> _TEXT EXCERPT_
---*---

The Assistant Manager (Native American/White, no disability) averred that Complainant submitted the request which consisted of Note 1 followed by Note 2. He granted Complainant's request to use a government vehicle to travel to the nearest microwave to heat his lunch. The Civil Engineer Technician (Technician, White and no disability) supported the Assistant Manager's account that management provided Complainant with his requested accommodation. The record indicated that there was some discussion by management whether they had the authority to approve Complainant's request for it contradicted Agency policy. However, management approved Complainant's request for reasonable accommodation request. Furthermore, Complainant has not shown that the Agency has prevented him from using his reasonable accommodation. Therefore, we conclude that Complainant has not shown that the Agency violated the Rehabilitation Act.

---*---

> _LISTING_

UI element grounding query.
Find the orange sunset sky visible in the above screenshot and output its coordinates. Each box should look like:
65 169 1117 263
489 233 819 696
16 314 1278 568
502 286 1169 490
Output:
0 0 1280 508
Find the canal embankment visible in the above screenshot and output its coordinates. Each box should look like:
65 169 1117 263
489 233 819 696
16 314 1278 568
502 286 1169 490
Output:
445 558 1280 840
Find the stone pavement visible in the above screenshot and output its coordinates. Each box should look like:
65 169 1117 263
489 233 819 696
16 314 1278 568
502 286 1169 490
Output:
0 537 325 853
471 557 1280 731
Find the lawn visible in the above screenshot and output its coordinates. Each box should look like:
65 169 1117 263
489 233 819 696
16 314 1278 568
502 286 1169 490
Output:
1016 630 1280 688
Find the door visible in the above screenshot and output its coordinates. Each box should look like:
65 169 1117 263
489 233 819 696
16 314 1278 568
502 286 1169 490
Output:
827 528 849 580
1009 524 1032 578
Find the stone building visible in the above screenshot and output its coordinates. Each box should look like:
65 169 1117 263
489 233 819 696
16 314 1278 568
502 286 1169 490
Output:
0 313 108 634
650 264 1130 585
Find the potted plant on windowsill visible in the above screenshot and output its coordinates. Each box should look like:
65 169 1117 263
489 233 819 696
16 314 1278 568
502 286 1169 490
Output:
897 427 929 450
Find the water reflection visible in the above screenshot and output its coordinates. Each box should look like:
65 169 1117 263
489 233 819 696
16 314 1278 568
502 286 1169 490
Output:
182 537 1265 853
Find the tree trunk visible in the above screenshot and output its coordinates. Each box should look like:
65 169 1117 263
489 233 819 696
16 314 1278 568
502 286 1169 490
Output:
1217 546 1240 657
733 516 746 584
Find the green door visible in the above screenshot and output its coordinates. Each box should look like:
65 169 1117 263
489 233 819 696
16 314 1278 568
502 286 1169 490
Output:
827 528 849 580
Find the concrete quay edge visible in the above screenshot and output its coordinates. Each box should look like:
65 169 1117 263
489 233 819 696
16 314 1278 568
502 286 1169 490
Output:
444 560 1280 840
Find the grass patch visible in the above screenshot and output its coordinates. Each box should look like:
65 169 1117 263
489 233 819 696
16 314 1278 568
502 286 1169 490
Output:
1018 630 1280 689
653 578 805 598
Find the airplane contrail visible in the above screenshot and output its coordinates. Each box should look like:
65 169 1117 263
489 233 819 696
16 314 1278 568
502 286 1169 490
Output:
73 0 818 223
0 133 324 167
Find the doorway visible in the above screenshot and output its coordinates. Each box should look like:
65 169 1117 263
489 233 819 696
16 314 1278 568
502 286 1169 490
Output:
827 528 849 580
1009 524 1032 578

---*---

> _JOB A_
Rewrite the records from their first line down through the line containing "733 516 746 584", replacing "canal embankment" with "canal wall" and leaving everything else unchanged. Give only those lines.
> _JOB B_
Continue the decision excerpt on the reasonable accommodation claim from its last sentence.

> _WRITTEN REPLY A_
UI element grounding query.
Find the orange sunset sky visible in the above screenshot and output its coordinates. Each box should look like:
65 169 1117 263
489 233 819 696
16 314 1278 568
502 286 1169 490
Output:
0 0 1280 508
Find the canal wall visible in the above screenshot and output its coordinates. Each box should look like:
65 169 1117 263
489 233 819 696
16 314 1278 568
502 286 1169 490
Output:
445 558 1280 840
Find the stone pavement visible in the above screenshot and output its coordinates. Each box should look like:
65 169 1117 263
489 233 819 696
16 314 1278 568
502 286 1169 490
Output:
0 537 325 853
471 557 1280 731
Find the lawn visible in the above screenshot and output its coordinates. Each box should look like:
65 169 1117 263
489 233 819 696
16 314 1278 568
502 286 1169 490
Output:
1016 630 1280 688
Find the door visible in the above screenshot and output its coordinates. Each box should look like:
65 169 1117 263
489 233 819 696
16 314 1278 568
502 286 1169 490
Output:
827 528 849 580
1009 524 1032 578
Find the stone building visible in the above screenshot and output its coordinates. Each box should look like:
65 169 1117 263
489 233 819 696
16 314 1278 568
502 286 1169 490
Output:
0 313 108 634
650 264 1130 585
Find the potted plant on windowsill visible in the above screenshot and output its coordinates. Each box should look like:
65 169 1117 263
489 233 819 696
16 314 1278 568
502 286 1169 490
Output:
897 427 929 450
Find the water reflection visible in the above screenshot and output its coordinates. Each box should look like:
65 169 1117 263
489 233 819 696
16 314 1278 568
502 286 1169 490
Output:
182 537 1265 853
Find the tree trunk visible in the above screenshot and output its coordinates. Each box should look like:
65 169 1117 263
489 233 819 696
16 314 1278 568
502 286 1169 490
Output:
1217 546 1240 657
733 516 746 584

> _WRITTEN REPLY B_
Disparate Treatment

A claim of disparate treatment based on indirect evidence is examined under the three-part analysis first enunciated in McDonnell Douglas Corp. v. Green, 411 U.S. 792 (1973). For Complainant to prevail, he or she must first establish a prima facie case of discrimination by presenting facts that, if unexplained, reasonably give rise to an inference of discrimination, i.e., that a prohibited consideration was a factor in the adverse employment action. McDonnell Douglas, 411 U.S. at 802; Furnco Construction Corp. v. Waters, 438 U.S. 567 (1978). The burden then shifts to the Agency to articulate a legitimate, nondiscriminatory reason for its actions. Texas Dep't. of Cmty. Affairs v. Burdine, 450 U.S. 248, 253 (1981). Once the Agency has met its burden, Complainant bears the ultimate responsibility to persuade the fact finder by a preponderance of the evidence that the Agency acted on the basis of a prohibited reason. St. Mary's Honor Ctr. v. Hicks, 509 U.S. 502 (1993).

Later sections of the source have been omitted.